» **TASK TO CARRY OUT**:
Locate the line that contains "Task: find the statue's crown". Print it and every subsequent line through the final line of the records, exactly and only those.

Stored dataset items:
## Begin

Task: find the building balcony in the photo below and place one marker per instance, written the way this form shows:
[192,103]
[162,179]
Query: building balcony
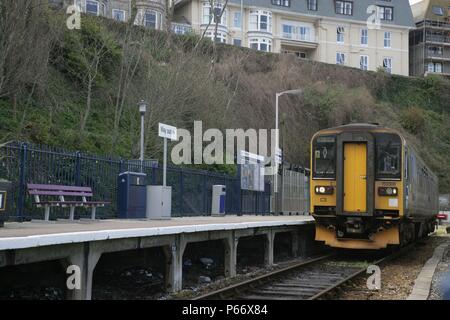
[439,57]
[438,39]
[181,28]
[298,40]
[434,24]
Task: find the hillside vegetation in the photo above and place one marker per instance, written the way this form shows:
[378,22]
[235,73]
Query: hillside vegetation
[79,89]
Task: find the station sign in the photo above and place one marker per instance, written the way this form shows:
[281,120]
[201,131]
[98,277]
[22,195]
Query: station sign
[168,132]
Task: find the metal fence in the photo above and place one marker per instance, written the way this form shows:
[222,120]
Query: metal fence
[22,163]
[295,192]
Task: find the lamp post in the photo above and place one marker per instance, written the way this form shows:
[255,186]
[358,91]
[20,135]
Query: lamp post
[278,197]
[142,110]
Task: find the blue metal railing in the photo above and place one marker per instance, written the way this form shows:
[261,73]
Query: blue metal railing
[22,163]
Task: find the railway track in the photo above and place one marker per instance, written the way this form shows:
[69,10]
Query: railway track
[306,280]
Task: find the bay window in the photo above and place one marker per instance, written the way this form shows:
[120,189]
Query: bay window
[261,44]
[260,20]
[387,65]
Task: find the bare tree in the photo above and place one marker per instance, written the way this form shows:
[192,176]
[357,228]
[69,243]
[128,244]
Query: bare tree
[25,43]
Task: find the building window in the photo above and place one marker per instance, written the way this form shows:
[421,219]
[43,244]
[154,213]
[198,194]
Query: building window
[298,33]
[261,44]
[386,13]
[288,31]
[364,37]
[181,28]
[435,51]
[92,7]
[364,62]
[387,39]
[435,67]
[260,21]
[237,19]
[387,65]
[282,3]
[340,58]
[344,7]
[438,10]
[312,5]
[340,32]
[305,33]
[119,15]
[220,37]
[152,19]
[208,15]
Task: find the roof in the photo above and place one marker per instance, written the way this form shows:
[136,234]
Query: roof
[326,8]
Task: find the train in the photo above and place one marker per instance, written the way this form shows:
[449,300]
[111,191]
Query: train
[369,188]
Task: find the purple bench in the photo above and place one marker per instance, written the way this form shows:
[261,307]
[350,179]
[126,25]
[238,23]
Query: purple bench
[45,196]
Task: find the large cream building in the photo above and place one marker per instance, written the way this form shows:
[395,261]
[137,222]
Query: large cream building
[330,31]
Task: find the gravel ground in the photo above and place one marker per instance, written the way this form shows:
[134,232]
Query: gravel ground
[440,287]
[244,273]
[397,276]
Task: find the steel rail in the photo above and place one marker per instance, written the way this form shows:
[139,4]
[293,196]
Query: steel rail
[263,277]
[267,278]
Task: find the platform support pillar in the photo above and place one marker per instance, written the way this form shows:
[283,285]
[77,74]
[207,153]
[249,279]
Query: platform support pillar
[230,250]
[269,247]
[295,244]
[86,260]
[174,264]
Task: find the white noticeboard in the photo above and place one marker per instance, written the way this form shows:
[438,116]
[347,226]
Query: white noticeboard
[168,132]
[252,171]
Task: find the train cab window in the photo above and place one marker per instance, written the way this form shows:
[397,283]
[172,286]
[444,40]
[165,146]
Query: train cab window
[324,157]
[388,156]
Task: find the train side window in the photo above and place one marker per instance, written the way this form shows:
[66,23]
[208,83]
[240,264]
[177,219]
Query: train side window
[406,164]
[324,157]
[388,155]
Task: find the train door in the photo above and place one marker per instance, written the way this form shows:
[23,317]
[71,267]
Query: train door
[355,177]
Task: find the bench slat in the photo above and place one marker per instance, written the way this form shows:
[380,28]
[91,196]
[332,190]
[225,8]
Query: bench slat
[50,187]
[59,193]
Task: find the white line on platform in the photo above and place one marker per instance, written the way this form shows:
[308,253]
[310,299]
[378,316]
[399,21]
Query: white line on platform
[86,236]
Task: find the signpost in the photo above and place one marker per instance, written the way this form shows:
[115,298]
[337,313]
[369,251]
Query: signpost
[167,132]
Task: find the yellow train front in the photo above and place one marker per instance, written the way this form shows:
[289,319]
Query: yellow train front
[369,188]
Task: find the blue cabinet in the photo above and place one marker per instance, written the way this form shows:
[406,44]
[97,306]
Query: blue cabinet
[131,195]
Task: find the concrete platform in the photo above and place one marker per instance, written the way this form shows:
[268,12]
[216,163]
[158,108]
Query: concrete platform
[422,285]
[82,243]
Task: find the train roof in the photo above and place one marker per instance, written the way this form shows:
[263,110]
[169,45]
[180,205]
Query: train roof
[357,127]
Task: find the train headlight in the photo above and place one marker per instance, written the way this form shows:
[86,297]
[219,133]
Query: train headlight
[387,191]
[324,189]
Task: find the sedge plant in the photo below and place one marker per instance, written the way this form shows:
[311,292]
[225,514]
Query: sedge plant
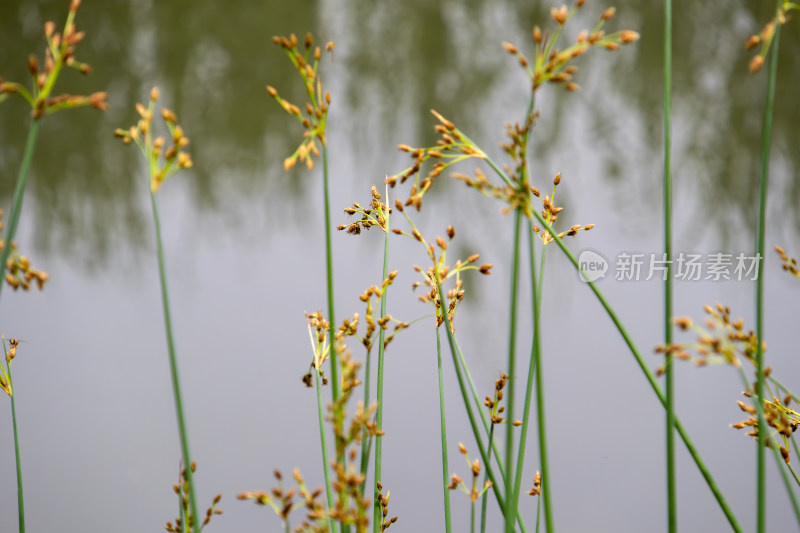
[59,53]
[165,156]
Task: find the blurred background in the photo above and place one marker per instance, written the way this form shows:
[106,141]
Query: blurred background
[246,254]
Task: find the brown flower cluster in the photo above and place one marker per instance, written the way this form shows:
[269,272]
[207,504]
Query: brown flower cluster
[452,147]
[5,371]
[536,490]
[722,341]
[60,52]
[19,272]
[439,272]
[314,114]
[553,65]
[174,157]
[377,214]
[493,404]
[182,489]
[384,503]
[789,263]
[475,467]
[779,416]
[283,502]
[767,34]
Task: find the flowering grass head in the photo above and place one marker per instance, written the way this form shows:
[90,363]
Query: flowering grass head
[60,52]
[314,114]
[552,65]
[767,34]
[164,158]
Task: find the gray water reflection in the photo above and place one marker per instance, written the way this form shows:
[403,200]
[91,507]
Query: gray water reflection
[245,251]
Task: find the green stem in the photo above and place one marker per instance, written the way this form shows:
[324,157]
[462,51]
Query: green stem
[445,465]
[377,516]
[651,379]
[329,276]
[762,214]
[484,498]
[365,441]
[19,193]
[672,509]
[512,341]
[173,367]
[454,352]
[324,443]
[20,499]
[536,364]
[757,402]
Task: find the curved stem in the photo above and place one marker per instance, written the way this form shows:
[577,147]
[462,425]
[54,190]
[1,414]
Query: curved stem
[470,413]
[512,341]
[20,498]
[445,465]
[329,273]
[672,510]
[19,193]
[323,442]
[173,367]
[379,413]
[651,379]
[762,215]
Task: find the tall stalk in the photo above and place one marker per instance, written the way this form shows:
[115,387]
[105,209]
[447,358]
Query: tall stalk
[512,340]
[173,367]
[324,445]
[766,130]
[19,193]
[651,380]
[445,466]
[16,208]
[377,516]
[672,510]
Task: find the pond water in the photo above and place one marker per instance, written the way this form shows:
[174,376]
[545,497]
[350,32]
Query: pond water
[245,254]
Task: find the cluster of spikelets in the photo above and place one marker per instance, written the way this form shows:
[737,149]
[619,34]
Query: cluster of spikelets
[778,415]
[186,520]
[19,272]
[60,52]
[725,341]
[767,34]
[551,65]
[283,502]
[11,353]
[314,115]
[163,162]
[437,275]
[474,491]
[493,404]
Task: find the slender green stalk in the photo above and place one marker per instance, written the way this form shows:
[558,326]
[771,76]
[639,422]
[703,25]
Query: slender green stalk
[366,443]
[512,342]
[19,193]
[445,466]
[329,273]
[484,498]
[173,367]
[13,221]
[20,498]
[326,466]
[651,379]
[454,352]
[536,364]
[672,509]
[780,463]
[377,516]
[766,130]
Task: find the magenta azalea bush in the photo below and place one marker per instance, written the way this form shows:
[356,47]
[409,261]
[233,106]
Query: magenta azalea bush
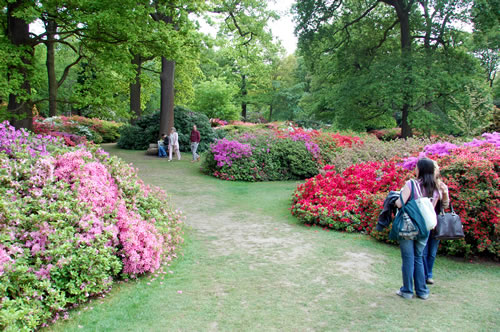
[442,149]
[72,221]
[274,154]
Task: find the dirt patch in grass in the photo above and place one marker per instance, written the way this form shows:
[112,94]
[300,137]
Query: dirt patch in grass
[247,234]
[358,265]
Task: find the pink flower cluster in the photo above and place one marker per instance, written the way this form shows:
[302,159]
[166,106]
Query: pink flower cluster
[441,149]
[72,219]
[225,151]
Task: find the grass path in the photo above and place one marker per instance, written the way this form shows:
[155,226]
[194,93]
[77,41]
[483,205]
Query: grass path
[248,266]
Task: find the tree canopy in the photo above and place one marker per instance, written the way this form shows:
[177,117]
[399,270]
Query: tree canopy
[425,65]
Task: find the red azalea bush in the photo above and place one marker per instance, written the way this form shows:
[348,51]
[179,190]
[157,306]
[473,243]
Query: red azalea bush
[351,200]
[79,128]
[336,200]
[273,153]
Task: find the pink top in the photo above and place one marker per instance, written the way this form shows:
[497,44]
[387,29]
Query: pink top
[435,197]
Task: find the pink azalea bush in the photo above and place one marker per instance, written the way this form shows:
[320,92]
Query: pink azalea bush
[72,221]
[273,153]
[76,129]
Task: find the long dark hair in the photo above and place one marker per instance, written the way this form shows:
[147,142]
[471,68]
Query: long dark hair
[426,176]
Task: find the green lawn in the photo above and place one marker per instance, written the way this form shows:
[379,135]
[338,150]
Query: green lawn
[248,266]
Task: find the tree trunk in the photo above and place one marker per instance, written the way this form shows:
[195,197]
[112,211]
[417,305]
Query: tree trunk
[135,90]
[167,95]
[403,12]
[51,28]
[19,109]
[244,93]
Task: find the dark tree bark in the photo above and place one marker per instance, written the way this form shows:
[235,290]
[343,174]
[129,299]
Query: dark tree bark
[18,34]
[244,93]
[167,77]
[403,9]
[51,29]
[135,90]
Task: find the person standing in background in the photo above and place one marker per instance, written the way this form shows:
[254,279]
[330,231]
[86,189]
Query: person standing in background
[162,143]
[173,144]
[195,141]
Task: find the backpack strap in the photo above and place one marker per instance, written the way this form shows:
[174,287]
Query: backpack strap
[417,186]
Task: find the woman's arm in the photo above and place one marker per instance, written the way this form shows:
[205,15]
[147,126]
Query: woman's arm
[405,192]
[445,197]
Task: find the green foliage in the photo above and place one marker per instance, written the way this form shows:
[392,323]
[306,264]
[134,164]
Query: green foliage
[362,75]
[135,138]
[145,131]
[471,112]
[271,160]
[214,98]
[96,130]
[376,150]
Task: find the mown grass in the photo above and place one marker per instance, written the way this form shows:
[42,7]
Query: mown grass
[248,266]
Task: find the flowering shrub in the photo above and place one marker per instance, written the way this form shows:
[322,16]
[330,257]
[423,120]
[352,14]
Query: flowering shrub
[373,149]
[147,129]
[273,154]
[351,199]
[335,199]
[386,134]
[75,128]
[72,220]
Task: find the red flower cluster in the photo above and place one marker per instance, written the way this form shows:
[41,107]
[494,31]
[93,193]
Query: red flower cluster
[353,199]
[335,200]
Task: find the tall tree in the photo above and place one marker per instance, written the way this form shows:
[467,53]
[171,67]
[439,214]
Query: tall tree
[327,29]
[21,46]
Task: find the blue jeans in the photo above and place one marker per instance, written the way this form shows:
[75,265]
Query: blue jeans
[413,266]
[161,151]
[194,148]
[429,255]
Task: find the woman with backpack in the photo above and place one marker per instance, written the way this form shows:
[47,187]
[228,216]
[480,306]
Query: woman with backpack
[412,250]
[430,250]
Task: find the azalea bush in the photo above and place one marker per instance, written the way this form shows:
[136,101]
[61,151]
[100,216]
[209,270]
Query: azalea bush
[351,199]
[273,154]
[375,150]
[72,221]
[147,130]
[75,129]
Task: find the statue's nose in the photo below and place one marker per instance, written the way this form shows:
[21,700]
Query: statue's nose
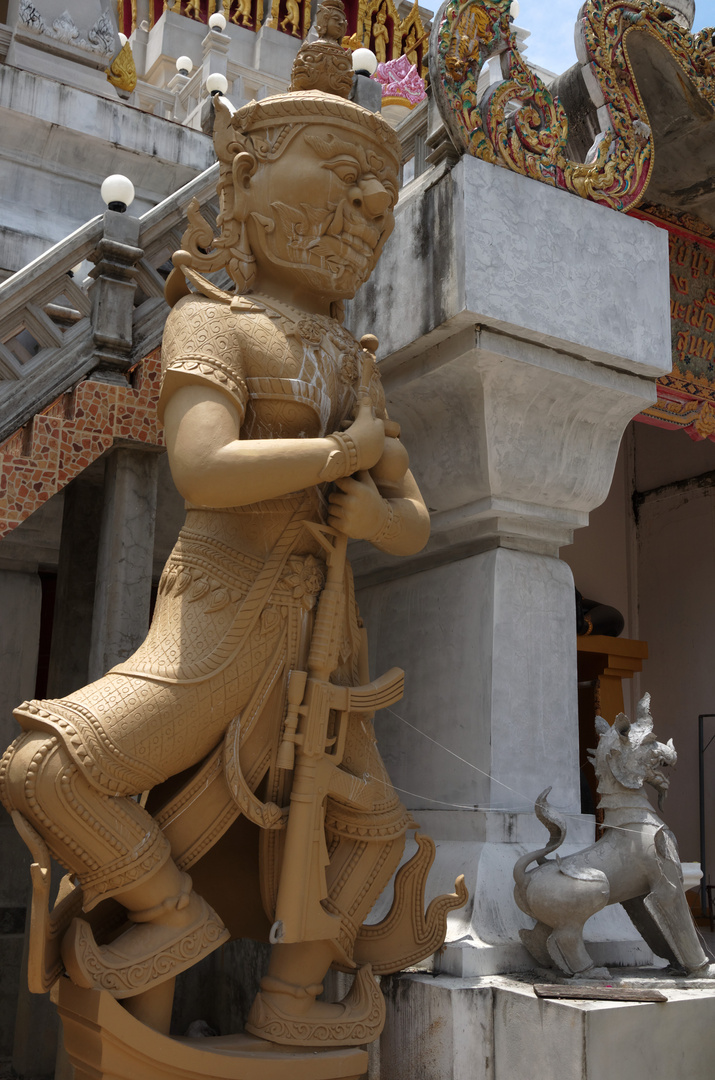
[372,197]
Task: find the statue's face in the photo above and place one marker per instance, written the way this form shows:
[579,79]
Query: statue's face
[332,24]
[320,214]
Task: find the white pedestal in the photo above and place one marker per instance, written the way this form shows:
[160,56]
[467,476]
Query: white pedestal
[487,1028]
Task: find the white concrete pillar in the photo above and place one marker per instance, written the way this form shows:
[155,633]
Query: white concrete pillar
[530,327]
[77,571]
[123,589]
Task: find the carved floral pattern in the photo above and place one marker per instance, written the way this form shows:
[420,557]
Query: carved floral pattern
[399,78]
[100,38]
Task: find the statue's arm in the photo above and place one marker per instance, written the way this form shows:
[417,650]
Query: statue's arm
[213,467]
[399,525]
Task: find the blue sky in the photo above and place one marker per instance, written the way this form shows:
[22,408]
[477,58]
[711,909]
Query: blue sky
[551,23]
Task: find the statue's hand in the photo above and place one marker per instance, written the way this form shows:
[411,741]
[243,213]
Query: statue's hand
[358,509]
[360,446]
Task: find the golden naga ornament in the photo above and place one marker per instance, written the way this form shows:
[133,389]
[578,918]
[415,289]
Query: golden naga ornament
[521,125]
[246,715]
[122,71]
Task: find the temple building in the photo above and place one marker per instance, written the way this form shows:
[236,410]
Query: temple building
[545,316]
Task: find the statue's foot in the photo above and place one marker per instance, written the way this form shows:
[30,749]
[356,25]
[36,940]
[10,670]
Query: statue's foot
[289,1014]
[147,954]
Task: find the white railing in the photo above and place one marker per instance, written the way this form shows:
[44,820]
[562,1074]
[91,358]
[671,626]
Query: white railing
[46,341]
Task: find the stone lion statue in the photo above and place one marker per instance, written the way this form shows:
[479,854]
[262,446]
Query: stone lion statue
[635,863]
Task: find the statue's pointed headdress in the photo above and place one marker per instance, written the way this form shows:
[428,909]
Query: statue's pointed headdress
[320,86]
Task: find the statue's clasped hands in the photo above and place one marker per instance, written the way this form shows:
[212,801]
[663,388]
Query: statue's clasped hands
[356,507]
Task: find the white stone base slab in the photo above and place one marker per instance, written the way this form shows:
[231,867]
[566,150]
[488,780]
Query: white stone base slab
[496,1028]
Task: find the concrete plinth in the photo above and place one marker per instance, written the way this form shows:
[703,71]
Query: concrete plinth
[486,1028]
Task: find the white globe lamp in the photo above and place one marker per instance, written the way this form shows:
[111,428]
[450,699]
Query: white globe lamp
[118,192]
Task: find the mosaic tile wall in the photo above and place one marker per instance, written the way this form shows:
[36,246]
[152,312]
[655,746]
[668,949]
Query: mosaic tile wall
[68,435]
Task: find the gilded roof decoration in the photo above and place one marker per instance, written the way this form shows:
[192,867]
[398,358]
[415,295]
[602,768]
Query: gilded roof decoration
[122,70]
[521,125]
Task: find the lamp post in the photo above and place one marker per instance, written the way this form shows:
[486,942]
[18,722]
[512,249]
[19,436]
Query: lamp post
[216,83]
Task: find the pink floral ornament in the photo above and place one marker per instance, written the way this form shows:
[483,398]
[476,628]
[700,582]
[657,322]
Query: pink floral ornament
[399,78]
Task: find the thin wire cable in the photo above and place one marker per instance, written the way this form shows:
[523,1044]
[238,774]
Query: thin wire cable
[458,806]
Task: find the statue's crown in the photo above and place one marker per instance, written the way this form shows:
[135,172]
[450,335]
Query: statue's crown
[320,85]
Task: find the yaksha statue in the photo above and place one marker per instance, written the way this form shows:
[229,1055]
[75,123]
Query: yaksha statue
[237,742]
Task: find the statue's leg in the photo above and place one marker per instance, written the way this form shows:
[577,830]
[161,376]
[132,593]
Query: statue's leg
[116,849]
[365,849]
[567,950]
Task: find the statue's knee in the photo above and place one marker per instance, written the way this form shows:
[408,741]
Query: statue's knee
[27,768]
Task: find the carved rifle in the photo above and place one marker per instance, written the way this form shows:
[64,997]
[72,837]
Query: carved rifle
[315,755]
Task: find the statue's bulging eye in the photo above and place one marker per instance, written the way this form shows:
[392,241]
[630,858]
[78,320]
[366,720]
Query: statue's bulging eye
[346,171]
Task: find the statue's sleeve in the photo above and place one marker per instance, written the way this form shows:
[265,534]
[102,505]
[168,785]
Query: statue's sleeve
[202,343]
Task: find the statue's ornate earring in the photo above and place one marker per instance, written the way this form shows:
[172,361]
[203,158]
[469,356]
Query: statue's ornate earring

## End

» **RIGHT ANSWER**:
Task: find the statue's crown in the photo above and place one marker per instance, written the way this form shows:
[135,172]
[450,335]
Query: statue's crown
[320,85]
Task: find the yaksha statue in the photo above and place one marker per instance, written the way this form shows:
[229,1055]
[75,123]
Query: yaksha statue
[237,742]
Task: find the statue's leg in the photo above and place one marker per instance, written the way this form shows:
[577,830]
[161,376]
[132,593]
Query: statue's leg
[116,849]
[365,849]
[567,950]
Task: find the statue's knee in the photo above and place one marker per instance, written the way this form shows:
[408,741]
Query: statue's knee
[27,768]
Task: find the carved rifle in the photo above and place one marker per instance, written the way this form shows:
[64,997]
[72,837]
Query: carved rifle
[315,755]
Task: find the statue's bulging eye in the photo above and place one marker per instance, written the way this form shows:
[392,241]
[630,858]
[78,320]
[366,720]
Query: statue's bulging eye
[346,171]
Task: find the statue's sleeve in the photo above and place one marker per instance, written the way this form shows:
[265,534]
[102,505]
[168,785]
Query: statue's sleeve
[202,343]
Task: find the statue's ornate earring in the photo above and place one marker per instance, written the way this form shows:
[172,361]
[203,158]
[469,356]
Query: statue's ornate earring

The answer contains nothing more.